*DOCUMENT*:
Skip to content

[GH-2880] Omit bbox in GeoParquet metadata for empty files#2903

Merged
jiayuasu merged 1 commit intoapache:masterfrom
james-willis:fix/empty-geoparquet-bbox
May 5, 2026
Merged

[GH-2880] Omit bbox in GeoParquet metadata for empty files#2903
jiayuasu merged 1 commit intoapache:masterfrom
james-willis:fix/empty-geoparquet-bbox

Conversation

@james-willis
Copy link
Copy Markdown
Collaborator

@james-willis james-willis commented May 4, 2026

Summary

Fixes #2880.

When a Spark partition has zero rows, Sedona's GeoParquet writer was emitting bbox: [0, 0, 0, 0] in the per-column geo metadata. Per the GeoParquet 1.1 spec, bbox is the bounding box of the geometries in the file and is optional ("if specified, MUST be encoded with an array..."). For a file with no geometries we should omit it, not fabricate a phantom extent at Null Island.

The fabricated [0, 0, 0, 0] is harmful for downstream consumers:

  • Corrupts dataset extent reporting. Tools that aggregate per-file bboxes (or GDAL's GetExtent() on a single file) report (0, 0) as the layer extent.
  • Spec non-compliance. Asserts an extent that does not exist in the file.
  • Subtly poisons bbox-based file pruning in any reader that uses the column-metadata bbox for spatial pushdown — files appear to overlap any AOI containing the origin.

Change

Make GeometryFieldMetaData.bbox an Option[Seq[Double]] and emit None (which json4s omits from the JSON) when no geometries were observed during write. The bbox accumulator at GeometryColumnBoundingBox was already correctly initialized to (+Inf, +Inf, -Inf, -Inf); only the fallback at GeoParquetWriteSupport.scala:248-254 needed fixing.

*SHORT TASK*:
Resume the pull request write-up on omitting bbox from GeoParquet metadata for empty files, starting right after its final sentence.

[Stored data]
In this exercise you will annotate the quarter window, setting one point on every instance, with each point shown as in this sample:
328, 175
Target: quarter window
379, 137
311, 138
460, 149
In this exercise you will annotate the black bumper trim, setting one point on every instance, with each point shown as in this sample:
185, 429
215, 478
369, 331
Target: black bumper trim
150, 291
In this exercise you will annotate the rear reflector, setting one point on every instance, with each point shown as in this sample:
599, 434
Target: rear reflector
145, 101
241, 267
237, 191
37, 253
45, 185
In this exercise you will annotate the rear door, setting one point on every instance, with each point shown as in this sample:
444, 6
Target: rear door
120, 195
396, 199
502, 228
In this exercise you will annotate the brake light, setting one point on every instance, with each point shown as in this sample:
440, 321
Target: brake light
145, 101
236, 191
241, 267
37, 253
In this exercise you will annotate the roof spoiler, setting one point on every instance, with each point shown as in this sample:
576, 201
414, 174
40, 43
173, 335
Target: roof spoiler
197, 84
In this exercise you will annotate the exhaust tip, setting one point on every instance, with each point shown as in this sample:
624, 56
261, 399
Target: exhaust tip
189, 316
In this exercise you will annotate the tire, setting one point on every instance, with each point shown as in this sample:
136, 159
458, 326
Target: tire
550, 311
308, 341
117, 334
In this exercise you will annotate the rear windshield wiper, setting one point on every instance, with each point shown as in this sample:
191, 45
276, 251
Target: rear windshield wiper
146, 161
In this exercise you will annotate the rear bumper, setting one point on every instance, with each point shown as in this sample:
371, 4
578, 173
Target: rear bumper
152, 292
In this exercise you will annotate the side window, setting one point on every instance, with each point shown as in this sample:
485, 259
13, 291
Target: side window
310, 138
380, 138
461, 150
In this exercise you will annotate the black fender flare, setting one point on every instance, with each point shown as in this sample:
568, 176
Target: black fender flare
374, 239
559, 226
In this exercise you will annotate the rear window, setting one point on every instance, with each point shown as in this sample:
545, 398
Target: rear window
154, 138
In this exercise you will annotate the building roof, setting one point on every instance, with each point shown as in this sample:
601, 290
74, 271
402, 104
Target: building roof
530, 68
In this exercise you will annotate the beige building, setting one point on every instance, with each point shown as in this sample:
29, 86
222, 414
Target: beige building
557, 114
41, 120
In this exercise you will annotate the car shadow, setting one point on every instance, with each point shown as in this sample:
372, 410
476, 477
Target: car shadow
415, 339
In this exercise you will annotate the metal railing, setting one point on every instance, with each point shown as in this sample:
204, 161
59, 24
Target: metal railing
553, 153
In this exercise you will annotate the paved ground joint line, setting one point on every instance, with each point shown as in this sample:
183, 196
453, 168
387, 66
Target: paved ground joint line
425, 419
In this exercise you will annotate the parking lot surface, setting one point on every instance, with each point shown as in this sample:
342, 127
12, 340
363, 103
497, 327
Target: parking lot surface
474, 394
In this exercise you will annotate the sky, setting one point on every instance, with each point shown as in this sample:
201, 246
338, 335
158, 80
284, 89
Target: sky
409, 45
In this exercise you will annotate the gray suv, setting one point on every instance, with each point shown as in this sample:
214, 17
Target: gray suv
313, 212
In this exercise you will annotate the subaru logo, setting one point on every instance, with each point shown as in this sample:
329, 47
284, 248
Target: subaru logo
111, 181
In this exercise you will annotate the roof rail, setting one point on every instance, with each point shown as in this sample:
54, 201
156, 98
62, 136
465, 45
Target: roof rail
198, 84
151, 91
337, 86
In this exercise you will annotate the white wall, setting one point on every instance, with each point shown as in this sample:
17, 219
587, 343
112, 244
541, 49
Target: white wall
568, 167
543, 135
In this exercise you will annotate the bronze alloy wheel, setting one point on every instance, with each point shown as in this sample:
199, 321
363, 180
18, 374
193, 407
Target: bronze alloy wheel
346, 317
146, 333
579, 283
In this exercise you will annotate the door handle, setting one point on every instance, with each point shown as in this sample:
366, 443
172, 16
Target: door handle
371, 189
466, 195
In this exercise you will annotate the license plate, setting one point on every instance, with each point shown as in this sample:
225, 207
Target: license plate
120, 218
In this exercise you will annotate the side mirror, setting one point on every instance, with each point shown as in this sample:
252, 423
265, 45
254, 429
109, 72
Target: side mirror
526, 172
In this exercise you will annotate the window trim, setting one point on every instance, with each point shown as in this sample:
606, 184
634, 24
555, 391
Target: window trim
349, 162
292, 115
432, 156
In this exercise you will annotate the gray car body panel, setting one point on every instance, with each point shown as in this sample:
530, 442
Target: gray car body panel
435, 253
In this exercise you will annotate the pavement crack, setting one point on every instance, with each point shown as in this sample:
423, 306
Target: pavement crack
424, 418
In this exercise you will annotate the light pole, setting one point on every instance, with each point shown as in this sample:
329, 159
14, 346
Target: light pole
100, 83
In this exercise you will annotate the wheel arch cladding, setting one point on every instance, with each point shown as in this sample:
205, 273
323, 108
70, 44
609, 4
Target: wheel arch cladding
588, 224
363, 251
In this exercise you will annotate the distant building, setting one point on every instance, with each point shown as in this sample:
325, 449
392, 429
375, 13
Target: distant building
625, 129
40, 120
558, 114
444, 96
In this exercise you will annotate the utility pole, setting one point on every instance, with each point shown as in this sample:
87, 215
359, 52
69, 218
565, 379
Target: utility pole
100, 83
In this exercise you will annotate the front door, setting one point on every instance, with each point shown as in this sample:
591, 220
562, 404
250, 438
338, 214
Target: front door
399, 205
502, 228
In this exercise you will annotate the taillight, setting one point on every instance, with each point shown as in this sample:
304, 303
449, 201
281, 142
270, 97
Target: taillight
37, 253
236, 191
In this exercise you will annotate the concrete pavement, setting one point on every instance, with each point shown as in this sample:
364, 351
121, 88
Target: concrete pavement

*OUTPUT*:
The type change ripples through all consumers of the case class — the spark-{3.4,3.5,4.0,4.1} GeoParquetMetadataPartitionReaderFactory files, GeoParquetSpatialFilter.LeafFilter, and StacBatch are updated to handle the Option. Sedona's own LeafFilter already had a "no bbox → don't prune" branch (the original code path for files with empty bbox Seq); this PR extends that branch to handle the None case.

Why doesn't the reader prune zero-row files outright?

After this PR, a new empty file has bbox = None in the geo metadata, and LeafFilter.evaluate falls through to "no extent info, don't prune" — so empty files are always included in the scan (correctly returning 0 rows). We considered going further:

  1. Fingerprint-prune legacy [0, 0, 0, 0] files. Would let Sedona skip pre-existing buggy-writer files without scanning them. Rejected: a wrong bbox on an empty file never produces wrong query results, only sometimes wastes a scan. The downstream-reader correctness concerns (GDAL extent, stac-geoparquet aggregation) are addressed by the writer fix; Sedona's own pruning is correct in either direction because the file has zero rows.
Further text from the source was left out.